WHAT TO PRODUCE: Please copy every one of the rows below, character for character.

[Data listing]
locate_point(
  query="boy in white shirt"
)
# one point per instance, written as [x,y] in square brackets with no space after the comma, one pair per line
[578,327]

REPLY:
locate_point(
  query="boy in white shirt"
)
# one point per instance, written as [x,y] in square brackets with no space after the comma, one pair per line
[578,327]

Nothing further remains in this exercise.